§ **Stored data entries**
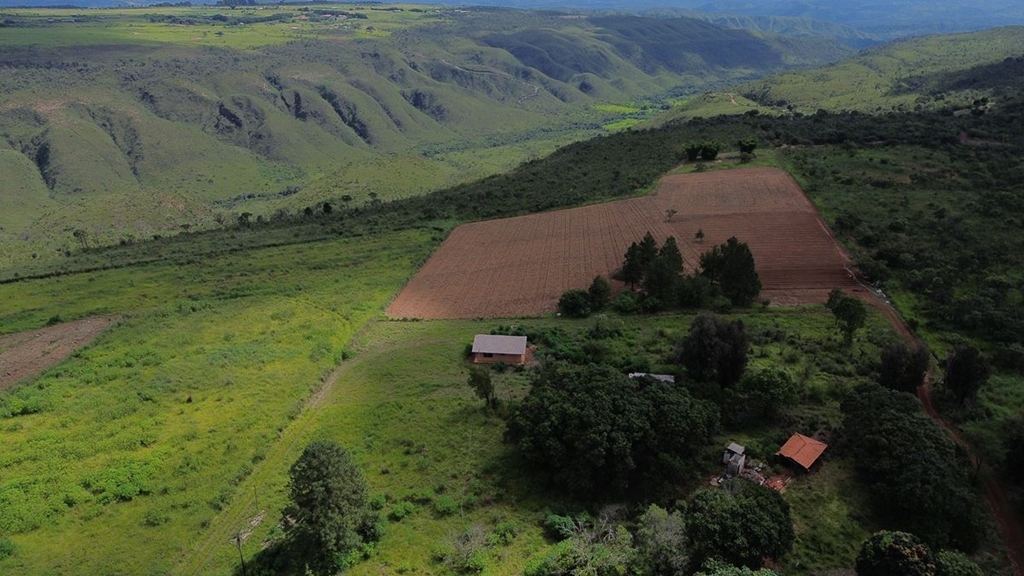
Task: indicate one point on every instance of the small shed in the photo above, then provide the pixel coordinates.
(734, 459)
(488, 348)
(659, 377)
(802, 450)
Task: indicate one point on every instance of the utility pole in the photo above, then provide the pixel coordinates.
(238, 540)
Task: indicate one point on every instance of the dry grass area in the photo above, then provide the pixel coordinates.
(520, 266)
(28, 354)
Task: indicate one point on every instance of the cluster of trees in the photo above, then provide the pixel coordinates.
(707, 151)
(657, 281)
(919, 479)
(332, 524)
(724, 531)
(901, 553)
(850, 313)
(592, 429)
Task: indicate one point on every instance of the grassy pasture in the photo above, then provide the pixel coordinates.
(146, 434)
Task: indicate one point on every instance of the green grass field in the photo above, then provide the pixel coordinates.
(147, 433)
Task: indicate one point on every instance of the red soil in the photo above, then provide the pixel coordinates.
(28, 354)
(520, 266)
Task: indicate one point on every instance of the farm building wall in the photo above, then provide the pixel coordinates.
(481, 358)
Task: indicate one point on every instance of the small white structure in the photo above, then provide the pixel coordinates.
(734, 459)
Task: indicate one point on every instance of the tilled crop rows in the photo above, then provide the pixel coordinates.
(520, 266)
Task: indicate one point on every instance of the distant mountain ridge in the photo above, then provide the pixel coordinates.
(113, 138)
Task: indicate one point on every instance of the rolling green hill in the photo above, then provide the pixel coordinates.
(930, 73)
(122, 124)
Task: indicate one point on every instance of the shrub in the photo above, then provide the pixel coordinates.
(445, 505)
(400, 510)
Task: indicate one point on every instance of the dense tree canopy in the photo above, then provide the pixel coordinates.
(714, 350)
(595, 432)
(849, 312)
(920, 480)
(967, 370)
(895, 553)
(741, 525)
(903, 368)
(330, 505)
(730, 266)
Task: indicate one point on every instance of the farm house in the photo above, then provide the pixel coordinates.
(802, 450)
(488, 348)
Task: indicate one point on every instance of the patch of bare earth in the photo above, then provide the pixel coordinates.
(520, 266)
(28, 354)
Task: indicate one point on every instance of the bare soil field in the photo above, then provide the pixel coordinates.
(28, 354)
(520, 266)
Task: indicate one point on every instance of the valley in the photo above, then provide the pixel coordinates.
(232, 234)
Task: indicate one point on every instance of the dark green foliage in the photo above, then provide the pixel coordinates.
(740, 524)
(647, 251)
(895, 553)
(951, 563)
(967, 370)
(574, 303)
(730, 266)
(849, 312)
(709, 151)
(903, 368)
(920, 480)
(600, 293)
(1015, 448)
(479, 380)
(714, 350)
(330, 505)
(598, 547)
(766, 392)
(596, 433)
(714, 568)
(660, 542)
(633, 268)
(692, 152)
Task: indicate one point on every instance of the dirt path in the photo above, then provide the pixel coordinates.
(535, 87)
(1009, 522)
(28, 354)
(238, 516)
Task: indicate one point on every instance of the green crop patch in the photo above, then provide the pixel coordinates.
(152, 427)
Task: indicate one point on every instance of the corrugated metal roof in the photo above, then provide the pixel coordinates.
(488, 343)
(802, 450)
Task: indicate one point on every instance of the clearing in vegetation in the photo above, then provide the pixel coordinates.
(28, 354)
(520, 266)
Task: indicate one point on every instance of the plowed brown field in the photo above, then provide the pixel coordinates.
(520, 266)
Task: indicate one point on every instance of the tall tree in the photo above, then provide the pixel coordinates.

§ **WHAT IS REQUIRED**
Transcribe the records above exactly, leaving out every picture.

§ **EXERCISE RESULT**
Task: indicate one point on every instance of the small shed in the photo above, then provide the pixel coordinates.
(734, 459)
(488, 348)
(659, 377)
(802, 450)
Task: indicate one point on every instance of the utility pole in the photo above, then provide the pixel coordinates.
(238, 540)
Task: indicate one point on every instance of the dry grass area in the photo above, then provide the pixel coordinates.
(520, 266)
(28, 354)
Task: indicate one point on every instance of the cluster of trees in the photo above, then provide the pixel coordinates.
(707, 151)
(657, 281)
(919, 479)
(332, 524)
(724, 531)
(901, 553)
(850, 313)
(592, 429)
Task: indicate one point on every instance of the grassy pasture in the photo above, then provide the pixel coordinates.
(146, 434)
Task: indicate one point on every instance of the green grass field in the photo above, then provide the pixel coordinates.
(147, 433)
Task: indicate one point on every instance of the red soil in the photo above, then provide the pixel coordinates.
(28, 354)
(520, 266)
Task: indicate one point on every instance of the farm building wall in the photo above, then provide the pixel coordinates.
(481, 358)
Task: indicate one point on every instance of the small white structure in the photo above, then provide the pixel coordinates.
(734, 459)
Task: indicate one point on every instance of the tilled crop rows in the photo above, then provide the pixel coordinates.
(520, 266)
Task: indicate one point on every instance of the distant mountain ridge in the photo above, then provide the pixel coordinates.
(113, 138)
Task: indicate one point on every instance of the rolling green hill in the photo above, then provide the pixel coordinates.
(930, 73)
(122, 124)
Task: indicate one point on every instance of the shrub in the photo above, then provide the pixel coordinates.
(445, 505)
(400, 510)
Task: indicate one point on every instance of the dense tree canopy in the photo above, then provide the pixel coordinates.
(714, 350)
(595, 432)
(849, 312)
(920, 480)
(967, 370)
(895, 553)
(741, 525)
(903, 368)
(330, 505)
(730, 266)
Task: indicate one point on every instance of the farm house in the photo above, then provide the pixel coordinates.
(802, 450)
(488, 348)
Task: indicate one point on every instance of the patch of bare earth in the photo above, then provide the pixel coordinates.
(520, 266)
(28, 354)
Task: indicate one point on every instance of the bare soil field in the photo above, then provide the pixel coordinates.
(28, 354)
(520, 266)
Task: indicate one point on every instance of the valley in the photo above, then provide the pixel coordinates.
(232, 234)
Task: indicate one point on every instance of the dark green foliage in the photo above, then provide the pixel coordinates.
(740, 524)
(647, 251)
(895, 553)
(951, 563)
(967, 370)
(574, 303)
(730, 266)
(849, 312)
(709, 151)
(903, 368)
(920, 480)
(600, 293)
(1015, 448)
(479, 380)
(714, 350)
(330, 505)
(598, 547)
(766, 392)
(596, 433)
(714, 568)
(660, 542)
(633, 268)
(692, 152)
Task: indicate one point on every instance of the dirt path in the photo above, then provide the pixel coordinates.
(535, 87)
(1009, 522)
(28, 354)
(238, 516)
Task: indicate one point on every instance of the green crop patch in the photo above, then provide the pixel coordinates.
(152, 427)
Task: indicate one point on every instance of the corrugated metal roof in the photo above, then provide the pixel coordinates.
(488, 343)
(802, 450)
Task: indicate one point on every instance of the clearing in vegetation in the photo above, then provide the pixel coordinates.
(28, 354)
(520, 266)
Task: indicate one point on every instance of the plowed brown field in the photo above, then provide the pixel coordinates.
(520, 266)
Task: indicate one point on every instance of the tall tree in the photo above, then provide the pixel coordinates.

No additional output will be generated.